**Text**
============

LLC timebombs: Have you read your Operating Agreement lately?

In my practice, I am often asked, "why do I need a lawyer if an LLC is so easy to form?" Sure, it doesn't take much effort to log on to the Secretary of State's website, but there is much more to LLC formation than just putting your name into a form and paying $125. An LLC operating agreement is supposed to be a nuanced document that reflects the agreement of the members doing business together. An operating agreement is a contract between partners that describes the nature of their relationship, their duties to each other, and what happens when the LLC folds up. These issues don't seem important when the LLC is started, but they can become very big problems when the partners' relationship gets contentious.

Related: The Emporer Has No Clothes: The LLC Without an Operating Agreement

My advice is this: a business partnership is like a marriage. Prepare for divorce, because it happens often. Think of the operating agreement like a prenuptial agreement, with detailed statements as to what will happen in certain situations.

I see the same mistakes made in operating agreements over and over again. Most of the time, they're not appropriate for the relationship the partners intend. 

Let me stress that if you do not have an operating agreement, the state's statutory defaults will apply to you. These defaults might cause just the same problems as are detailed below. I will say that it is common in Ohio.

============

**Problems and tasks**
1: Using the LLC operating agreement article, decide whether each statement agrees with it. Answer yes or no and quote the words that settle it.
(a) The author compares a business partnership to a marriage.
(b) An LLC without an operating agreement is subject to no rules at all.
(c) The author finds that most operating agreements suit the relationship the partners intend.
2: Rewrite the passage of the LLC operating agreement article starting with "Related: The Emporer" and going on through "in certain situations.". Replace "prenuptial agreement" with "premarital agreement".
3: Extend the LLC operating agreement article from the point where it stops.

**Collected data**
============

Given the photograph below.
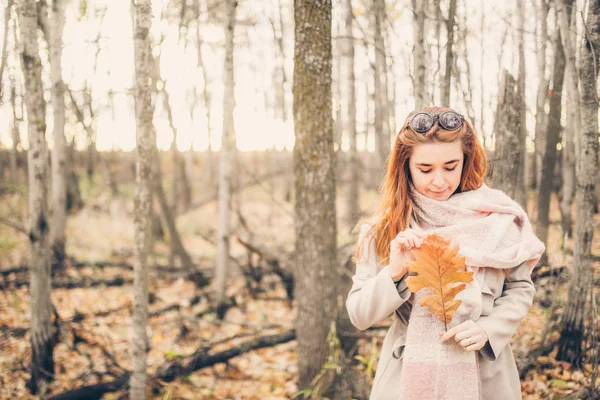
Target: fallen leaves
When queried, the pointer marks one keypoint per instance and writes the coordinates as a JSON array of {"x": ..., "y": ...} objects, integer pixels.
[{"x": 439, "y": 268}]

============

**Task-by-task answers**
1:
(a) Yes: "a business partnership is like a marriage."
(b) No: "if you do not have an operating agreement, the state's statutory defaults will apply to you."
(c) No: "Most of the time, they're not appropriate for the relationship the partners intend."

2:
Related: The Emporer Has No Clothes: The LLC Without an Operating Agreement

My advice is this: a business partnership is like a marriage. Prepare for divorce, because it happens often. Think of the operating agreement like a premarital agreement, with detailed statements as to what will happen in certain situations.

3:
Here are just a few fatal flaws that I often see:

1. Does the agreement accurately state your ownership percentage?

Most form operating agreements state that ownership percentages should be in proportion to capital accounts or contributions. This becomes a big problem when a money partner and a service partner decide to do a 50/50 split, but the service partner contributes nothing. In order to make the books work properly, one has to assume that the partners agreed that the service partner's contribution is services, and the services are worth the same amount as the money partner's contribution. You just created an unpaid tax liability for the service partner - as a contribution of services is counted as income to that partner.

2. Does your agreement require distributions for tax payments?

Most form agreements require the LLC to distribute enough money to cover the members' federal and state taxes, taxable at the highest marginal rate. This can be significantly higher than the members' actual tax payment and account for more than 40% of the LLC's income for that year. If you are required to make the distribution but you didn't, a disgruntled member may be able to sue you or the LLC for breach of duty.

3. Do you owe a duty not to compete with the LLC or your partners?
This is a big one that I see often. Statutory default rules in Ohio for LLCs require that a member (1) not to compete with the LLC, and (2) to present business opportunities to the LLC before acting upon them personally. This can create huge problems for the real estate JV LLC, where most partners actively "compete" in the real estate market by buying property on their own. Don't inadvertently tie yourself to your new partner by failing to address this issue.

4. Does your LLC dissolve when all the members resign, die or become disabled?

Many form agreements provide for the dissolution of an LLC with no members. They also provide for the automatic removal of dead or disabled members, as this is a safeguard against having an "unwanted" party take control of the LLC contrary to the agreement. The peculiar result of failing to plan for this contingency is the dissolution of an LLC, since many state statutes prohibit an LLC from existing with no members. There has to be some kind of check or safeguard for the continuing existence of the LLC.

5. Do you have a way to buy out a partner or sell your interest?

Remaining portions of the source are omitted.